**PARTS OF THE EXERCISE**
1. From the account of Ñānavīra's death below, list in order every action taken by the man from the village.
2. Continue the account of Ñānavīra's death below from its last sentence.

**EXTRACT PROVIDED**
This is the way Ñānavīra died. One evening, I saw his skin inflamed with insect bites and gave him a vial of ethyl chloride spray used those days as a local anaesthetic. He used it and obtained another from my mother. By now his sickness had worsened. He had attempted suicide twice. This time was final. He constructed a facemask with polythene and through an ingenious self-closing tube made also from polythene, inhaled ethyl chloride vapor probably after his noonday meal. A man from the village came as usual to offer the evening dana of fluids at about 4 p.m. He tapped the door. There was no response. He then opened it and went into the room. Ñānavīra was ‘sleeping’ on his bed in the position adopted by the Buddha – the lion’s pose – with a polythene mask over the face. One hand was fallen with the empty ethyl chloride vial gently laid on the floor. Ñānavīra Thera was dead. He ran to the village and the news spread like fire. The whole village, including women and little children ran to the kuti.

**INFORMATION**
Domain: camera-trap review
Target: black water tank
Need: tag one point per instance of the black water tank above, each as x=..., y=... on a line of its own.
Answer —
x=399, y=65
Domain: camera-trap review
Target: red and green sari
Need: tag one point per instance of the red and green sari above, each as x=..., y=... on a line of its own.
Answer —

**ANSWERS FOR THIS EXERCISE**
1.
1. He came to offer the evening dana of fluids at about 4 p.m.
2. He tapped the door.
3. He opened it.
4. He went into the room.
5. He ran to the village.

2.
The village headman’s mother gave a moving graphic account of the funeral arrangements – how she and other women gave their best saris to drape the pyre 8 feet high made by the villagers. Her daughters joined to say that even now Ñānavīra is not forgotten. Questions are set about his life at the regional Dhamma Sunday School competitions. My father attended the inquest. There was a sealed letter addressed to the coroner and no postmortem examination was done. The people of Bundala cremated their beloved Ñānavīra Thera and interned his ashes by the kuti, beside his sanctuary by the sea.
The ashes of an American monk Nanasumana (Mike Schoen) who died from a bite of a polonga lie beside it now. He had met Ven. Ñānavīra in October 1963 and begun regular Dhamma study with him. In a letter to a friend dated 9 Oct. 1964 Nanasumana wrote of Ñānavīra: “This is an old man of 60. He is in constant physical pain but he never shows it nor does the peace in his eyes ever change. We spend many hours talking – rather he speaks and I learn”. Note that in 1964. Ven. Ñānavīra was only 44 years old. From this brief eyewitness account one can see the harsh physical effects of the bowel disorder. A friend in Yugoslavia sent me this information and a photograph of Ñānavīra taken at this time. I am shocked to see the gaunt, emaciated frame of a man who looked like the statue of the Buddha when I knew him. But I too can see the same haunting kindness in his eyes as when I knew him.
Serpents never harmed Ñānavīra.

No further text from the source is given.